EXERCISE DIRECTIONS: Set down each record below exactly as it stands. Pictures are not part of the copy.

START EXTRACTED MATERIAL

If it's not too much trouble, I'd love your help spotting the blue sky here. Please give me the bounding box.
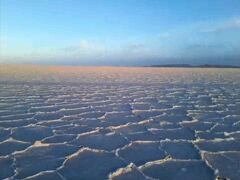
[0,0,240,65]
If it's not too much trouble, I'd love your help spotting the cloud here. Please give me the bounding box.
[158,32,171,39]
[200,17,240,33]
[1,16,240,66]
[78,40,105,52]
[57,40,154,60]
[185,44,224,50]
[59,40,105,53]
[125,43,146,50]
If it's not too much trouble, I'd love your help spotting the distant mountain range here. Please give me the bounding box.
[147,64,240,68]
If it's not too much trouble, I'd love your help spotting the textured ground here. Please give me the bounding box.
[0,65,239,180]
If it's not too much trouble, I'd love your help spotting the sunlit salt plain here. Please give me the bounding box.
[0,65,240,180]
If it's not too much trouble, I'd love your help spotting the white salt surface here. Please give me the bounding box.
[0,65,239,179]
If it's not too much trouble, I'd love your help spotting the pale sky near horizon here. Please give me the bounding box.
[0,0,240,66]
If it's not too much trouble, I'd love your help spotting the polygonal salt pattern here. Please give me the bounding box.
[0,66,239,179]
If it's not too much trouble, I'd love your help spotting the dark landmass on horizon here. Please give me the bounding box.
[1,63,240,68]
[146,64,240,68]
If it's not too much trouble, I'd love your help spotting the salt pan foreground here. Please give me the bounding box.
[0,65,239,180]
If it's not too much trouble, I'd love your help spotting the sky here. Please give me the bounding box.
[0,0,240,66]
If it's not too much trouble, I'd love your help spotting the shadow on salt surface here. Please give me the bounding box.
[59,148,126,180]
[188,111,224,123]
[58,107,93,116]
[117,141,166,166]
[0,113,35,121]
[223,115,240,125]
[29,105,61,113]
[152,113,192,124]
[0,138,31,156]
[180,120,214,131]
[194,138,240,152]
[14,142,79,179]
[54,124,93,134]
[225,131,240,140]
[71,129,129,151]
[77,111,106,119]
[132,110,162,119]
[196,131,226,140]
[36,119,70,128]
[23,171,63,180]
[101,113,142,126]
[42,134,77,143]
[111,123,160,141]
[109,163,147,180]
[0,128,10,141]
[0,118,37,128]
[202,151,240,180]
[160,140,201,160]
[149,127,195,140]
[97,103,132,112]
[11,125,53,142]
[140,119,180,129]
[211,123,240,133]
[34,112,63,121]
[69,117,109,128]
[0,156,14,179]
[124,130,159,141]
[140,159,215,180]
[131,103,151,110]
[111,123,148,136]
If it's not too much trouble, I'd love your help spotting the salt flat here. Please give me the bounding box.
[0,65,239,180]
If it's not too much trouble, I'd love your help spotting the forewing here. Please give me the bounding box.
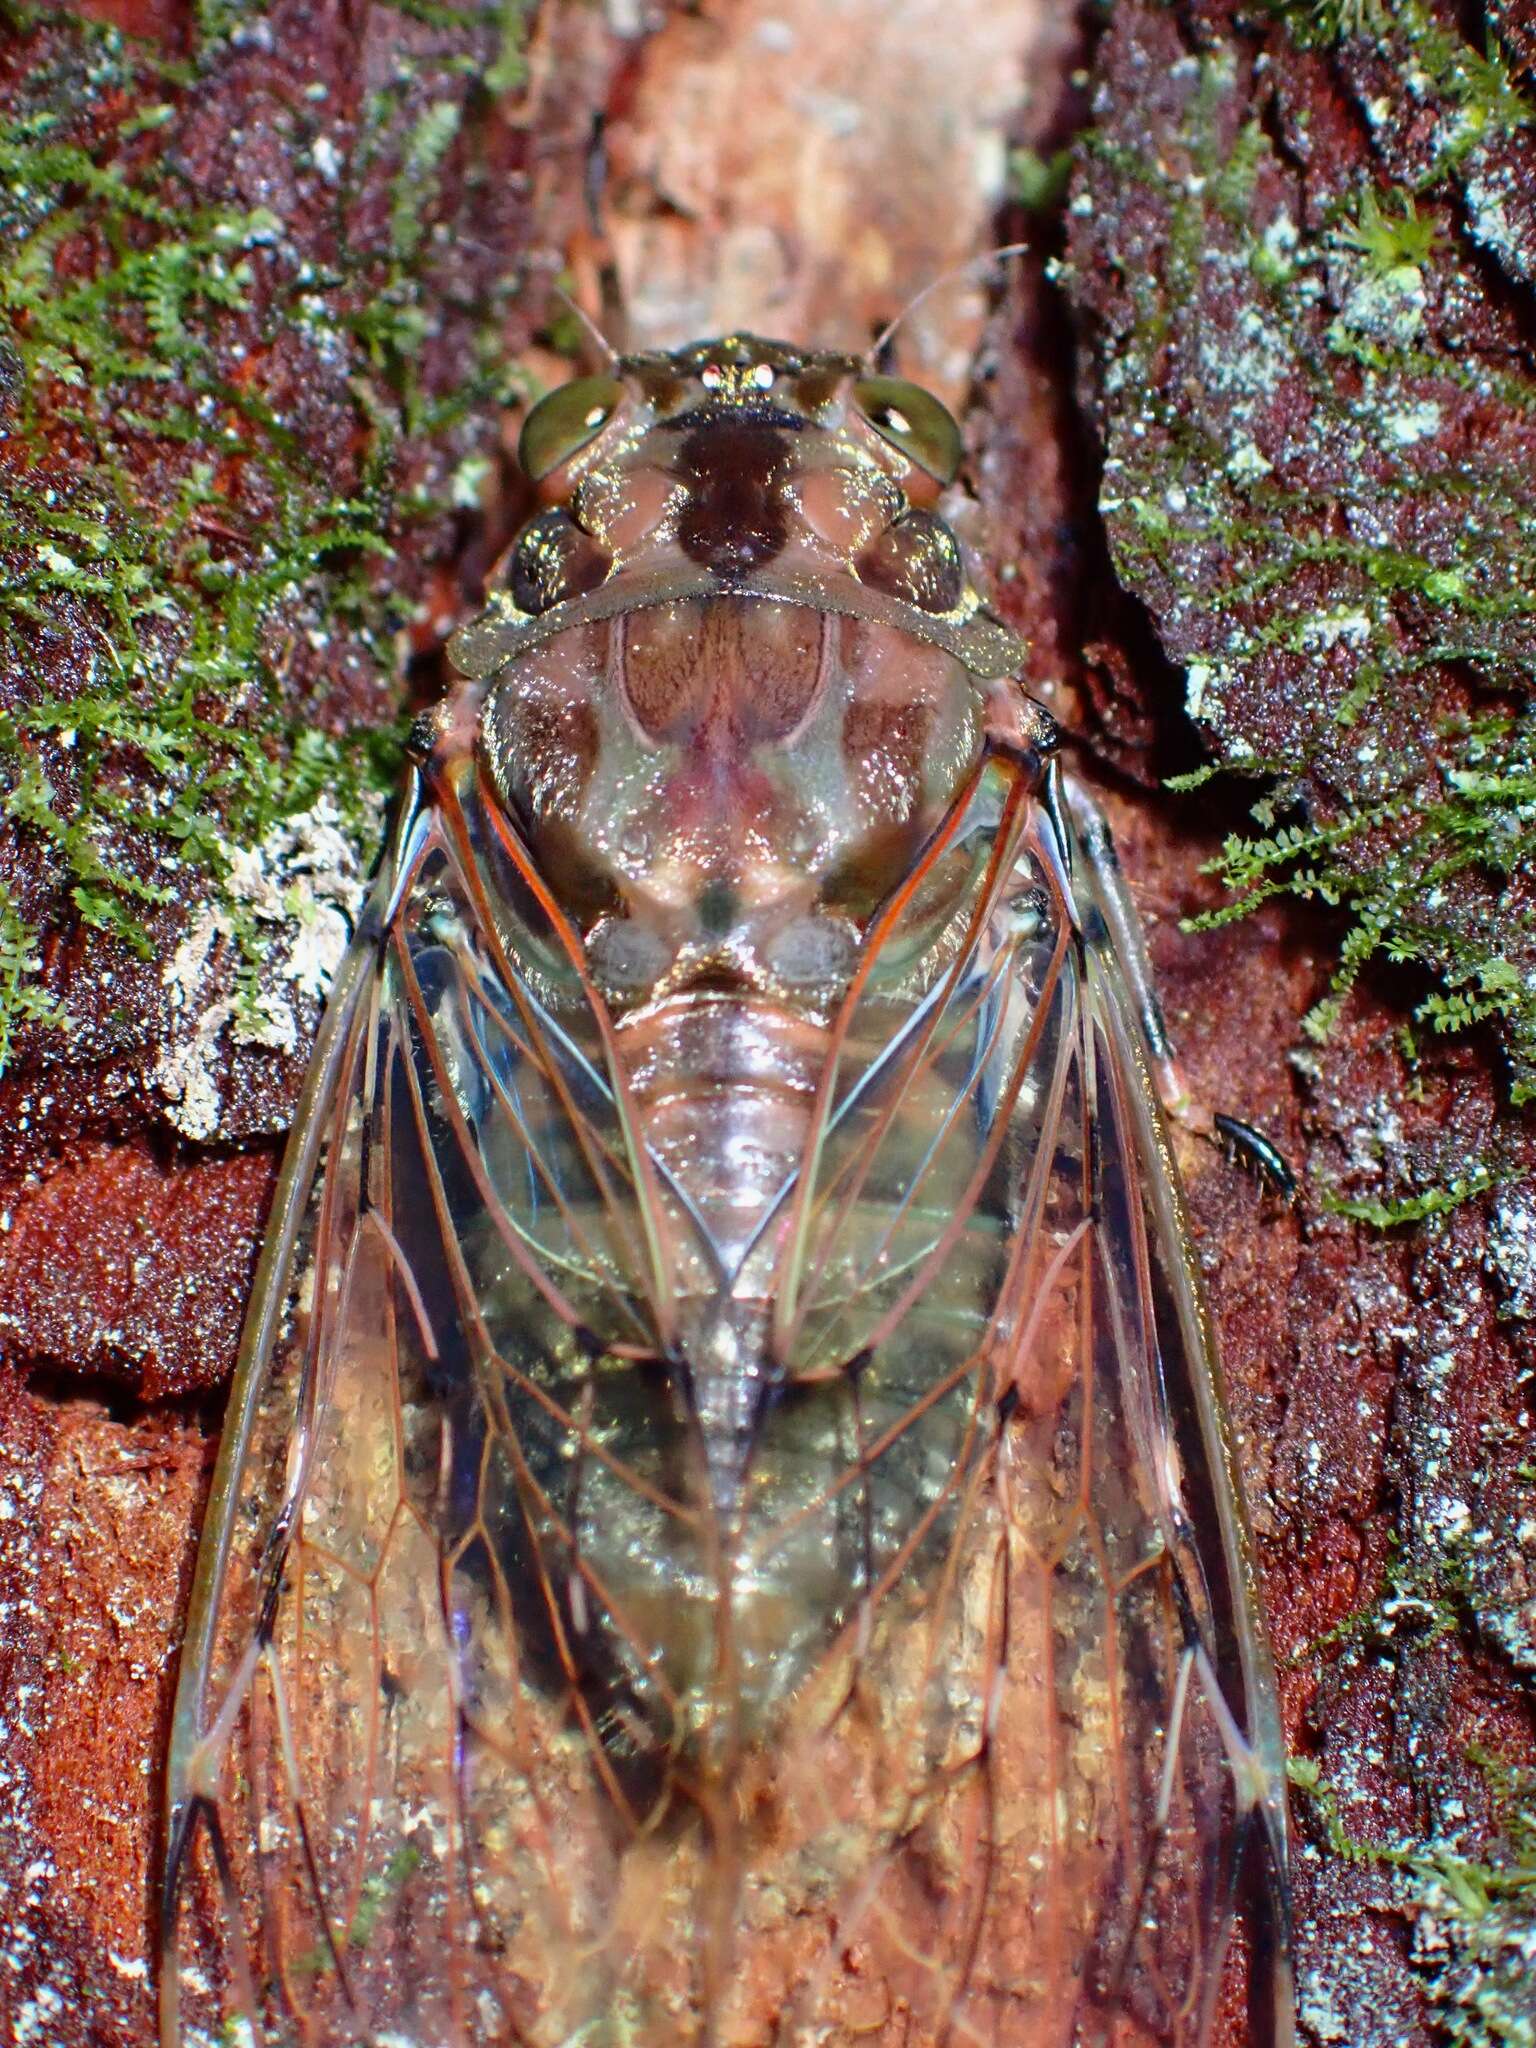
[716,757,1291,2046]
[1068,782,1293,2043]
[162,764,705,2048]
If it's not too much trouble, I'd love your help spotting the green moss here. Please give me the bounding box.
[1291,1533,1473,1670]
[0,883,61,1068]
[1186,713,1536,1093]
[1008,146,1075,214]
[1283,1368,1536,2042]
[0,1,530,1069]
[1289,1752,1536,2048]
[1261,0,1533,163]
[1077,27,1536,1105]
[1320,1163,1497,1227]
[1334,186,1444,276]
[1395,3,1532,163]
[1287,1755,1416,1865]
[485,2,533,96]
[1258,0,1394,44]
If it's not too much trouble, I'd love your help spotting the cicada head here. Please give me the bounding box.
[460,336,1029,1015]
[509,332,967,596]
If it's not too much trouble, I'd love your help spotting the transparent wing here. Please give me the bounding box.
[705,752,1293,2046]
[162,747,1291,2048]
[161,757,712,2047]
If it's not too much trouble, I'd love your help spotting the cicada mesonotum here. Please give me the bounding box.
[162,334,1294,2048]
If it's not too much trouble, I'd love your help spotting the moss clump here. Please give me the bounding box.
[1281,0,1394,41]
[1333,187,1444,276]
[1009,145,1075,214]
[0,1,532,1078]
[1320,1161,1496,1227]
[1068,6,1536,1101]
[1289,1752,1536,2048]
[1414,1843,1536,2048]
[1188,713,1536,1077]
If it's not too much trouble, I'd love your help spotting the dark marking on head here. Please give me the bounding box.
[671,400,807,432]
[697,879,738,936]
[675,419,790,576]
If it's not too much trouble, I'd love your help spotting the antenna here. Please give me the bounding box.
[551,283,621,371]
[570,108,629,358]
[866,241,1034,368]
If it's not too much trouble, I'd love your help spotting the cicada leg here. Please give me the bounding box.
[1052,776,1191,1114]
[1056,774,1298,1196]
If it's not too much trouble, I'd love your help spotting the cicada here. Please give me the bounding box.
[161,332,1294,2048]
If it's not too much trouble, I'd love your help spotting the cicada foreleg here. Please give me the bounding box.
[1057,772,1298,1198]
[1053,774,1190,1117]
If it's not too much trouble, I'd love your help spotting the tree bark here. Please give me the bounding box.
[0,3,1531,2044]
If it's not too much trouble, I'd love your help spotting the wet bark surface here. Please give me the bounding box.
[0,2,1531,2044]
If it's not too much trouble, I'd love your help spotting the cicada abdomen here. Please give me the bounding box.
[162,336,1294,2048]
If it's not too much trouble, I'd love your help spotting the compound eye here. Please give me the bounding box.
[518,376,625,482]
[851,375,963,484]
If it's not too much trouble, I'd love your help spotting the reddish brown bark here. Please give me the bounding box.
[1,3,1531,2044]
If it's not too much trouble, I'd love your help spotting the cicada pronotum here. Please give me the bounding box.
[161,331,1295,2048]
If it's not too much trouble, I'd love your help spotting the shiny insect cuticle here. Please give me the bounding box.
[163,333,1294,2048]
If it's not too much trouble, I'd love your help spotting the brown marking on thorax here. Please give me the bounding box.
[674,416,796,577]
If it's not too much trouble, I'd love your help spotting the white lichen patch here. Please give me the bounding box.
[1258,209,1299,280]
[1487,1190,1536,1321]
[1197,297,1295,402]
[13,1979,70,2046]
[1386,400,1443,447]
[1297,1961,1351,2044]
[1298,606,1374,653]
[1463,165,1524,279]
[154,795,372,1141]
[1335,261,1429,345]
[309,133,342,184]
[1226,435,1273,482]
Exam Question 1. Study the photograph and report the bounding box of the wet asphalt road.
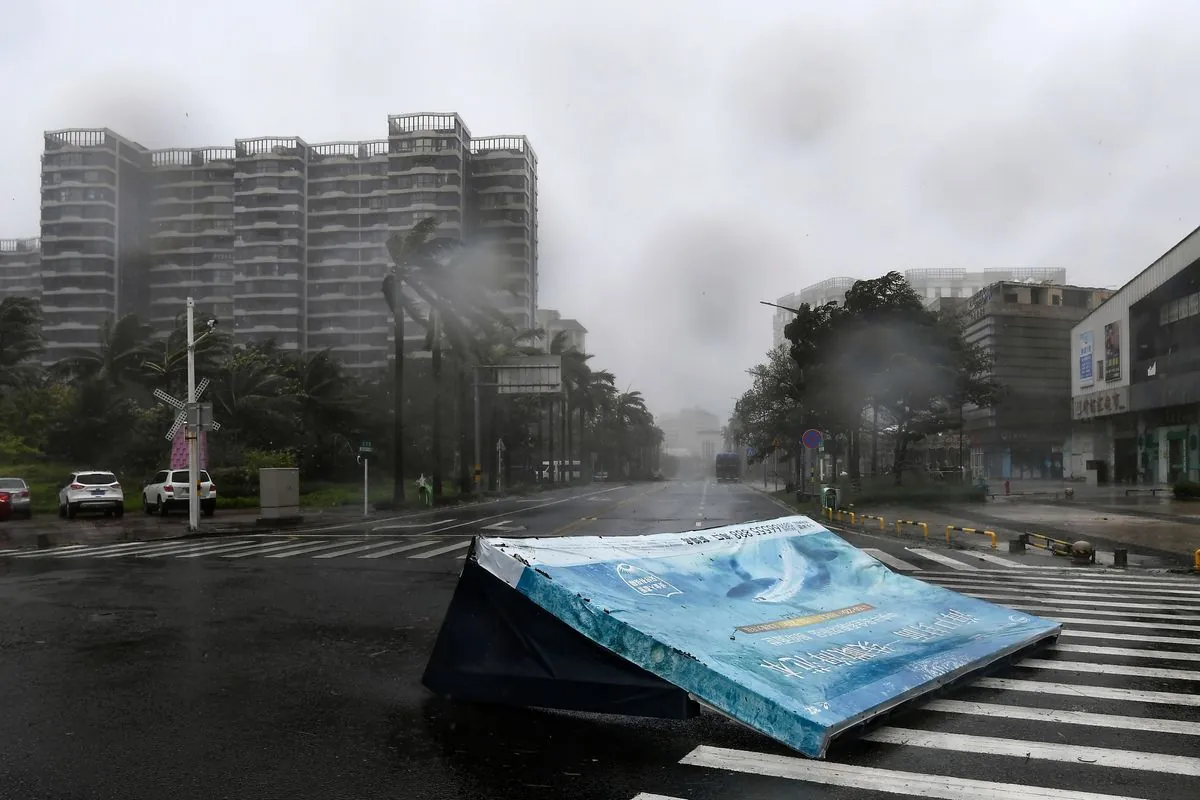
[1,479,1197,800]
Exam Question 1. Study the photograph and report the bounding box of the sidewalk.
[755,485,1196,569]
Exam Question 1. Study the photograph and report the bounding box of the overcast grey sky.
[3,0,1200,423]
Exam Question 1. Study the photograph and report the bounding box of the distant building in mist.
[534,308,587,353]
[658,407,723,462]
[771,269,1068,350]
[0,237,42,303]
[27,114,537,374]
[932,279,1112,481]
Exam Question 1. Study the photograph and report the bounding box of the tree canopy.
[732,271,999,484]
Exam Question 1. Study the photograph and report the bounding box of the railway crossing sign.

END EXTRACTED MATERIAL

RESULT OF THE EXERCISE:
If it's not too much trouble, I'd love your help spotting the blue sky here. Please give me the bounding box.
[0,0,240,65]
If it's not too much trouble, I'd love your help spotting the cloud here. Please give me the bounding box.
[158,32,171,39]
[200,17,240,33]
[1,16,240,66]
[78,40,105,52]
[57,40,154,60]
[185,44,224,50]
[59,40,105,53]
[125,43,146,50]
If it's not too much trouble, I'd love your help spotting the distant mountain range here. Please give me the bounding box.
[147,64,240,68]
If it's not too much trouble, I'd love your help spotting the textured ground here. Please give me the bounding box.
[0,65,239,180]
If it's not too much trouble, I'd love your help spotting the sunlit salt plain here. Please give me the bounding box.
[0,65,240,180]
If it's not too much trouble, I'd love your help spotting the white salt surface here. Please give me the bounding box.
[0,65,239,179]
If it's not too much trouble, I'd love your help spotting the pale sky near horizon here. Please give me the bounding box.
[0,0,240,66]
If it's not too much trouble, I'd love your help spotting the polygonal salt pattern here. Please give me the bounding box.
[0,66,239,179]
If it's not too much trouble, I'd love your help spotting the dark landmass on horizon here. Please give me the bounding box.
[1,63,240,68]
[146,64,240,68]
If it's not too much trouble, I'd love your help spotting the salt pan foreground here. Please give me the bounding box.
[0,65,239,180]
If it's not too much trouble, I'd love your help spotting the sky here. Please give me the bounding box.
[0,0,240,66]
If it's not too much trouble, I'd love your help spotting the shadow on salt surface here. Please give me the bounding box.
[59,148,126,180]
[188,111,224,123]
[58,107,93,116]
[117,141,166,166]
[0,113,35,121]
[223,115,240,125]
[29,105,61,113]
[152,113,192,124]
[0,138,31,156]
[180,120,214,131]
[194,138,240,152]
[14,142,79,179]
[54,124,93,134]
[225,131,240,140]
[71,129,129,151]
[77,111,106,119]
[132,110,162,119]
[196,131,226,140]
[36,119,70,128]
[23,171,63,180]
[101,113,142,126]
[42,134,77,143]
[111,123,160,141]
[109,163,147,180]
[0,128,10,141]
[0,118,37,128]
[202,151,240,180]
[160,140,201,160]
[149,127,195,140]
[97,103,132,112]
[11,125,53,142]
[140,119,180,129]
[211,123,240,133]
[34,112,63,121]
[69,117,109,128]
[0,156,14,179]
[124,130,159,141]
[140,159,215,180]
[131,103,151,110]
[111,123,148,136]
If it's not too much trouble, I'd love your help spotting the salt flat here. Please give me the bounding box.
[0,65,239,180]
If it's not too much trouble, I'd love your help spotting the forewing here. Please give me the bounding box.
[716,757,1291,2046]
[1068,782,1293,2043]
[162,764,705,2048]
If it's not too much trouble, I'd love your help spotting the green moss here. Please give me the bounding box.
[1291,1533,1473,1670]
[0,883,61,1068]
[1186,713,1536,1093]
[1008,146,1075,214]
[1283,1368,1536,2042]
[0,1,530,1069]
[1289,1752,1536,2048]
[1261,0,1533,163]
[1077,27,1536,1105]
[1320,1163,1497,1227]
[1334,186,1444,276]
[1395,3,1532,163]
[1287,1755,1416,1865]
[485,2,533,96]
[1258,0,1394,44]
If it's not too much trouble, I'd love your help spotting the cicada head here. Please give me the bounding box.
[460,336,1029,1015]
[509,332,967,596]
If it's not too much trouble, I'd love your help spotting the transparent wing here. Please give me the bounding box.
[705,752,1293,2046]
[162,747,1291,2048]
[161,757,712,2047]
If it's not too much trouble, I'd love your help spotting the cicada mesonotum here. Please give me the bounding box.
[162,334,1294,2048]
If it's not too much trouble, I'd love your help spotting the moss clump here. Please give me the bounding box.
[1281,0,1394,41]
[1333,187,1444,276]
[1009,145,1075,214]
[0,1,532,1078]
[1320,1161,1496,1227]
[1068,6,1536,1101]
[1289,1752,1536,2048]
[1414,1843,1536,2048]
[1188,713,1536,1077]
If it's not too much trouble, I'd love your help spotting the dark marking on head here. Please give me the bounding box.
[671,400,807,432]
[697,879,738,936]
[675,419,790,576]
If it's not too much trouble, I'd love your help spotting the antenna here. Please give me the bounding box.
[551,283,621,371]
[570,108,629,358]
[866,241,1034,368]
If it's not too much trouble, I'd love your help spotting the cicada leg here. Please give me the bounding box.
[1052,776,1191,1114]
[1056,774,1298,1196]
If it's not too much trouble, I'd love your help spotting the cicada here. Please give me the bounding box.
[161,332,1294,2048]
If it's not too much trouble, I'd love your help spotting the cicada foreleg here. Please give me the bounding box.
[1057,772,1298,1198]
[1053,774,1190,1117]
If it's not too much trouble, I'd love your help spotting the tree bark here. Please give me the bounding box.
[0,3,1531,2044]
If it's not too much trouble, I'd love your help spotting the wet bark surface here. Please give me the bounding box.
[0,2,1531,2044]
If it's not too much trouble, I'd love your help spotting the cicada abdomen here. Please give me the bounding box.
[162,336,1294,2048]
If it's not too much trouble, I'd love your help spotting the compound eye here. Please give me the bounding box.
[518,376,625,482]
[851,375,963,484]
If it's not too much trouble, I'd love your help spotting the reddish brown bark here. Please give me the bounding box.
[1,3,1531,2044]
If it's not too much trouble, I'd love your help spotting the cicada pronotum here. Please give me the bounding box.
[161,331,1295,2048]
If it's not too much trouble, I'd love your help spotting the shiny insect cuticle here. Please give me the bounding box.
[163,333,1294,2048]
If it's not too much trouble, I'd love your help spotting the brown marking on thorax here. Please give me the bounding box.
[674,416,796,577]
If it's not too much trouble, I'd love your help spotting the white lichen patch here. Please give me the bounding box.
[1258,209,1299,280]
[1487,1190,1536,1321]
[1197,297,1295,402]
[13,1979,70,2046]
[1386,400,1443,447]
[1297,1961,1351,2044]
[1298,606,1374,653]
[1463,165,1524,279]
[154,795,372,1141]
[1335,261,1429,345]
[309,133,342,184]
[1226,435,1273,482]
Exam Question 1. Study the photograph and report the bounding box of the wet asphalt road.
[1,479,1197,800]
Exam Question 1. Study the photograph and report the bounding box of the sidewalk.
[755,485,1196,569]
Exam Question 1. Study the photograph and report the bounding box of the overcast grey sky.
[3,0,1200,423]
Exam Question 1. Study the photograph and report the bounding box of the distant building in mist.
[534,308,587,353]
[658,407,723,462]
[771,269,1068,350]
[0,237,42,303]
[27,114,537,374]
[932,279,1112,481]
Exam Question 1. Study the photograph and report the bounding box of the tree canopy.
[732,271,999,484]
Exam Question 1. Study the photograph and report the bounding box of the railway crossing sign.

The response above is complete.